> [Problem]
Exactly as written, retype the listing below, omitting the pictures.

[Photo-based point labeling data]
════════
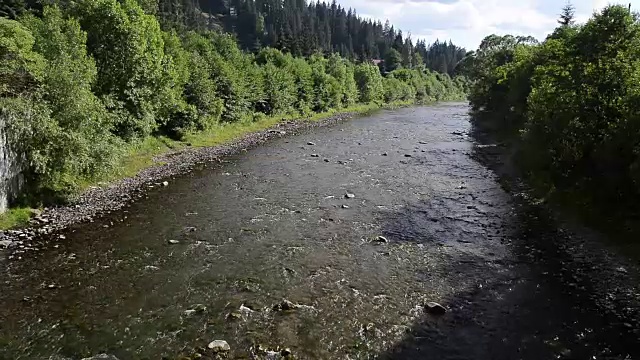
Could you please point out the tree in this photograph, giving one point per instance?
(392, 60)
(567, 16)
(128, 48)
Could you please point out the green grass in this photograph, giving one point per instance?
(15, 217)
(140, 155)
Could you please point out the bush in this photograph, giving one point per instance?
(128, 48)
(370, 83)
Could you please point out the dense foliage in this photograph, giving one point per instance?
(293, 26)
(571, 102)
(81, 80)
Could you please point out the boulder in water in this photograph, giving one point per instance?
(219, 346)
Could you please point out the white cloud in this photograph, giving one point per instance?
(467, 22)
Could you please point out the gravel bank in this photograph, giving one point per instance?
(97, 202)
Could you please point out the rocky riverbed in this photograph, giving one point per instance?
(99, 201)
(385, 237)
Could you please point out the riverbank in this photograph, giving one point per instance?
(153, 163)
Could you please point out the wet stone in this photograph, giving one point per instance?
(102, 357)
(434, 308)
(285, 305)
(218, 346)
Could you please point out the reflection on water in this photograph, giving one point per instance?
(274, 224)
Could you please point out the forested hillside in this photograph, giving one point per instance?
(292, 26)
(572, 106)
(83, 82)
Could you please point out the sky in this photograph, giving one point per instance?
(467, 22)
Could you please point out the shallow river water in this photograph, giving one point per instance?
(275, 223)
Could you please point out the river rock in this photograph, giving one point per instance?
(102, 357)
(285, 305)
(434, 308)
(219, 346)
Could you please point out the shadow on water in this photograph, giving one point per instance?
(552, 293)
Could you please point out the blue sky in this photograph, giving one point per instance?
(467, 22)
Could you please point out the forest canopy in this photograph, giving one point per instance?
(571, 104)
(80, 81)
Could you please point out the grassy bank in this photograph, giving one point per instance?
(140, 156)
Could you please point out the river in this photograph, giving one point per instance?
(215, 254)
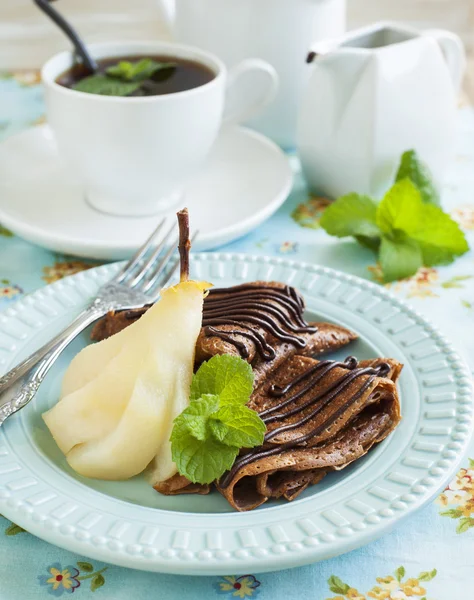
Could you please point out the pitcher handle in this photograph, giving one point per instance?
(168, 12)
(239, 106)
(454, 53)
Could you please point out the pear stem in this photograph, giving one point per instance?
(184, 244)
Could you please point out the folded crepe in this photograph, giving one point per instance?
(320, 417)
(262, 322)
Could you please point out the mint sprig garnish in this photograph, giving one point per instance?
(208, 435)
(412, 168)
(125, 77)
(105, 86)
(138, 71)
(407, 228)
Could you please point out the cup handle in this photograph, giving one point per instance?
(239, 107)
(454, 54)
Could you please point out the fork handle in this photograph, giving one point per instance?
(61, 341)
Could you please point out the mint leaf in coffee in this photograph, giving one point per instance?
(139, 71)
(138, 76)
(105, 86)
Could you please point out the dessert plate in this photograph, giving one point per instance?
(245, 180)
(129, 524)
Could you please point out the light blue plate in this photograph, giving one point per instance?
(129, 524)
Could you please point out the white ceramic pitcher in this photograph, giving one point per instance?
(278, 31)
(372, 95)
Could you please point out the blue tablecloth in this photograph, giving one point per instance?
(429, 556)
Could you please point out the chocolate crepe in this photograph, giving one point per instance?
(320, 416)
(262, 322)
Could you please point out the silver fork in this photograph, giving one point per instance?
(134, 286)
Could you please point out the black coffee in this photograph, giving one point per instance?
(138, 76)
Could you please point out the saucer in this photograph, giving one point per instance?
(245, 180)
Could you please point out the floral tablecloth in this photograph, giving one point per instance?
(430, 556)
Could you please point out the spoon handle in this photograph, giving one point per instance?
(61, 22)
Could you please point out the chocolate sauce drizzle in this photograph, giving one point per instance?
(318, 401)
(278, 311)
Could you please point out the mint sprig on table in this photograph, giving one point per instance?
(208, 435)
(407, 228)
(125, 77)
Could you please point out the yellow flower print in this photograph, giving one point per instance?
(64, 268)
(60, 580)
(353, 594)
(388, 588)
(459, 498)
(412, 588)
(245, 586)
(378, 593)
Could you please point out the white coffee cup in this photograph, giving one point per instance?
(134, 155)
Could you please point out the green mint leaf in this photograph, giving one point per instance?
(351, 215)
(440, 238)
(400, 573)
(209, 433)
(412, 168)
(401, 208)
(201, 462)
(337, 586)
(138, 71)
(367, 242)
(229, 377)
(105, 86)
(237, 425)
(399, 258)
(193, 419)
(97, 582)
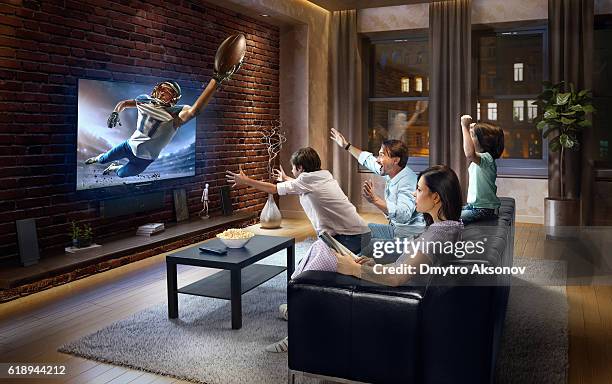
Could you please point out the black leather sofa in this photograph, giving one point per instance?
(436, 330)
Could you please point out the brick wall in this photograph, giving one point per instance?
(46, 46)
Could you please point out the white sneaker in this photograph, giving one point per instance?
(279, 347)
(283, 310)
(93, 160)
(113, 167)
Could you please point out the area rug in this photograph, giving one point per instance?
(201, 347)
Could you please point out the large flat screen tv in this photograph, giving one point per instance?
(96, 101)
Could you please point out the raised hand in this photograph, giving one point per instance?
(368, 191)
(113, 120)
(466, 120)
(338, 138)
(364, 260)
(279, 174)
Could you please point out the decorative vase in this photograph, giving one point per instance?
(270, 217)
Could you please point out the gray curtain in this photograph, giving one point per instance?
(346, 102)
(570, 24)
(450, 45)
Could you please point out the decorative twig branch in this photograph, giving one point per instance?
(273, 137)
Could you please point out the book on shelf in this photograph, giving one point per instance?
(150, 229)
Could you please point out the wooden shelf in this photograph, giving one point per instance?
(56, 265)
(219, 287)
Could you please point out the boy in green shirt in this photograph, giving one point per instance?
(482, 144)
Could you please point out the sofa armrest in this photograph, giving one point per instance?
(344, 327)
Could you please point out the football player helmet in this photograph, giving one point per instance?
(173, 85)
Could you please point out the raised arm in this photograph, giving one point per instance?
(339, 139)
(190, 112)
(113, 119)
(468, 142)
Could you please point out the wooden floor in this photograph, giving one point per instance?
(33, 327)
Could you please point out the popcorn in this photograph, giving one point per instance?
(235, 234)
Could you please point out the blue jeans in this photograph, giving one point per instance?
(134, 166)
(388, 232)
(470, 214)
(354, 242)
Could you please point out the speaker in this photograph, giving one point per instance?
(132, 204)
(226, 201)
(28, 241)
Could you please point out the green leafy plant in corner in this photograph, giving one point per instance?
(81, 235)
(562, 117)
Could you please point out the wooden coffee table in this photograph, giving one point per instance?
(240, 273)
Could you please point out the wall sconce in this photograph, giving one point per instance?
(405, 84)
(418, 84)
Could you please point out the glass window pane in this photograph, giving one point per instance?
(511, 67)
(602, 92)
(402, 120)
(399, 67)
(602, 62)
(510, 64)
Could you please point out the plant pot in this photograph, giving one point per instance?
(270, 217)
(81, 243)
(561, 217)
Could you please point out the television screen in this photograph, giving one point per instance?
(144, 146)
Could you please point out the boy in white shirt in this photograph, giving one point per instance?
(323, 200)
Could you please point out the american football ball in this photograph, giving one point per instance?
(229, 56)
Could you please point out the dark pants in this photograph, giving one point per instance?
(135, 165)
(354, 242)
(471, 214)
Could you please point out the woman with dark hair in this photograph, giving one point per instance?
(438, 197)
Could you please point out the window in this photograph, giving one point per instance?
(405, 85)
(518, 110)
(602, 87)
(418, 84)
(492, 111)
(532, 110)
(511, 67)
(399, 112)
(518, 71)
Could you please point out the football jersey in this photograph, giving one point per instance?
════════
> [Finished task]
Could you please point out the tree in this photograph, giving one point per instance?
(392, 60)
(567, 16)
(128, 48)
Could you please point out the green grass in this photograph, giving one point per instance?
(15, 217)
(140, 155)
Could you please point out the bush in this photograph, giving one point per instance?
(128, 48)
(370, 83)
Could you please point out the dense foliage in this photograph, giving one point per instance?
(293, 26)
(571, 102)
(81, 80)
Could you please point out the boulder in water in this photograph, giving one point per instance?
(219, 346)
Could you please point out the white cloud in this photograph, giving one point per instance?
(467, 22)
Could you please point out the gravel bank in this photograph, giving one point per instance?
(97, 202)
Could you please point out the rocky riverbed in this photograph, giving one point per instance?
(99, 201)
(385, 237)
Could you please point out the riverbank in this photograph, giving one point per instance?
(153, 163)
Could you please point out the wet stone in this photograph, giving one point per instance?
(102, 357)
(434, 308)
(285, 305)
(218, 346)
Could you please point out the reflection on water in this photograph, giving one point per instance?
(274, 224)
Could you please point out the forested hillside in this photograph, giving one point per instance?
(292, 26)
(572, 106)
(83, 82)
Could you please point out the sky in this photograph, giving one point per instance?
(467, 22)
Could you please point out the shallow river water in this photograph, giving one point per instance?
(275, 223)
Could you please point out the river rock in this photograph, giving one point per instance?
(102, 357)
(285, 305)
(434, 308)
(219, 346)
Could you please point out the shadow on water in this photograph, giving one point per instance?
(552, 293)
Could you please point out the blue sky in this photograph, giving one point per instance?
(467, 22)
Could you please point out the forest canopy in this photograph, giving one point per instance?
(571, 104)
(80, 81)
Could you please point out the grassy bank in this photograph, giving one point per instance?
(140, 156)
Could you please point out the river in this photograph, giving one point per instance?
(215, 254)
Could you please point out the pitcher handle in this photograph, giving one point per instance?
(168, 12)
(239, 106)
(454, 53)
Could you please point out the pear stem in this photograph, giving one point per instance?
(184, 244)
Could you please point out the folded crepe in this photograph, giving one point per instance?
(320, 417)
(262, 322)
Could you please point out the mint sprig garnish in this photograph, giving one point per instance?
(208, 435)
(412, 168)
(125, 77)
(105, 86)
(138, 71)
(407, 228)
Could you please point out the cup handle in this photograph, giving one point per instance?
(239, 107)
(454, 54)
Could you please point out the fork handle in this photograph, giving one point per instance?
(61, 341)
Could you please point out the mint leaf in coffee in this photograph, giving one point per instance?
(139, 71)
(138, 76)
(105, 86)
Could you please point out the dessert plate in this photograph, giving one point per instance?
(245, 180)
(129, 524)
Could you please point out the light blue plate in this photograph, giving one point per instance?
(129, 524)
Could you please point out the white ceramic pitcher in this photograph, giving one point per instance?
(278, 31)
(372, 95)
Could you please point out the blue tablecloth in this photograph, giving one point per instance?
(429, 556)
Could you please point out the chocolate crepe in this photograph, giving one point per instance?
(320, 416)
(262, 322)
Could you please point out the silver fork in this photograph, giving one point per instance?
(134, 286)
Could you please point out the black coffee in this photograph, giving one point per instance?
(138, 76)
Could you please point out the saucer in this photograph, giving one point per instance?
(245, 180)
Could you please point out the floral tablecloth in this photograph, giving one point per instance?
(430, 556)
Could you please point out the spoon handle in this photograph, giving one point per instance?
(61, 22)
Could you please point out the chocolate sauce drizzle in this photograph, giving one point per instance?
(318, 401)
(278, 311)
Could you please point out the mint sprig on table in this photograph, giving one point per instance?
(208, 435)
(407, 228)
(125, 77)
Could you please point out the yellow flower print in this photograph, giving one point per instance?
(64, 268)
(60, 580)
(353, 594)
(388, 588)
(459, 498)
(412, 588)
(245, 586)
(378, 593)
Could you please point out the white coffee cup in this photograph, giving one point per instance?
(134, 155)
Could you please point out the green mint leaf in this photograph, giving one point per instance?
(351, 215)
(440, 238)
(400, 573)
(209, 433)
(412, 168)
(401, 208)
(201, 462)
(337, 586)
(138, 71)
(367, 242)
(229, 377)
(105, 86)
(237, 425)
(399, 258)
(193, 419)
(97, 582)
Could you please point out the black leather sofa in this photograph, giving one point per instance?
(436, 330)
Could you please point out the brick wall in this photograph, giving one point per instance?
(46, 46)
Could you please point out the white sneaker in this photograph, giving one point per instance?
(279, 347)
(283, 310)
(93, 160)
(113, 167)
Could you please point out the area rug in this photograph, giving one point per instance?
(201, 347)
Could you please point out the large flat screen tv in this photograph, giving one point per instance?
(96, 101)
Could you please point out the raised hand in this photograph, giving one point per instance?
(368, 191)
(113, 120)
(466, 120)
(338, 138)
(364, 260)
(279, 174)
Could you please point out the decorative vase in this photograph, giving one point per instance?
(270, 217)
Could you please point out the gray curtain in this photograph, giving one point per instance?
(346, 102)
(570, 24)
(450, 45)
Could you please point out the decorative twig branch in this photograph, giving one point per instance?
(273, 137)
Could you please point out the book on shelf in this photograph, giving one point per instance?
(150, 229)
Could you please point out the wooden shelf in this photograph, giving one point per instance?
(56, 265)
(219, 287)
Could you please point out the boy in green shirt in this photograph, giving one point per instance?
(482, 144)
Could you please point out the sofa armrest in this photograph, giving one point per instance?
(344, 327)
Could you please point out the football player helmet in this photograph, giving one point per instance?
(173, 85)
Could you please point out the raised arm in this photograph, giving one point per instance?
(339, 139)
(190, 112)
(113, 119)
(468, 142)
Could you please point out the wooden floor in this photograph, giving one point per instance?
(33, 327)
Could you please point out the popcorn in this photograph, giving one point per instance?
(235, 234)
Could you please point out the blue jeans in this photograph, giving one point per instance?
(134, 166)
(388, 232)
(470, 214)
(354, 242)
Could you please point out the speaker in this photograph, giving one point per instance?
(132, 204)
(226, 201)
(28, 241)
Could you please point out the green leafy plant in corner in this photograph, giving one point per instance?
(81, 235)
(562, 117)
Could you please point out the wooden coffee table in this photograph, giving one point per instance?
(240, 273)
Could you please point out the wall sconce in this photograph, giving one point per instance?
(405, 84)
(418, 84)
Could you please point out the glass window pane in this photograph, giving one point per instance?
(511, 67)
(602, 92)
(402, 120)
(399, 67)
(602, 62)
(510, 64)
Could you please point out the plant pot in this photograph, giving one point per instance?
(270, 217)
(81, 243)
(561, 217)
Could you please point out the television screen in this photograph, giving one point per instance?
(144, 146)
Could you please point out the boy in white shirt in this photograph, giving one point per instance?
(323, 200)
Could you please point out the american football ball in this photograph, giving one point per instance?
(229, 56)
Could you please point out the dark pants in this photograph, giving one point per instance?
(135, 165)
(354, 242)
(471, 214)
Could you please point out the woman with dark hair in this photograph, giving one point per instance?
(438, 197)
Could you please point out the window in this photograph, giving one point per instance?
(405, 85)
(518, 110)
(602, 87)
(418, 84)
(492, 111)
(532, 110)
(511, 67)
(399, 112)
(518, 71)
Could you please point out the football jersey in this photograph, giving one point per instance?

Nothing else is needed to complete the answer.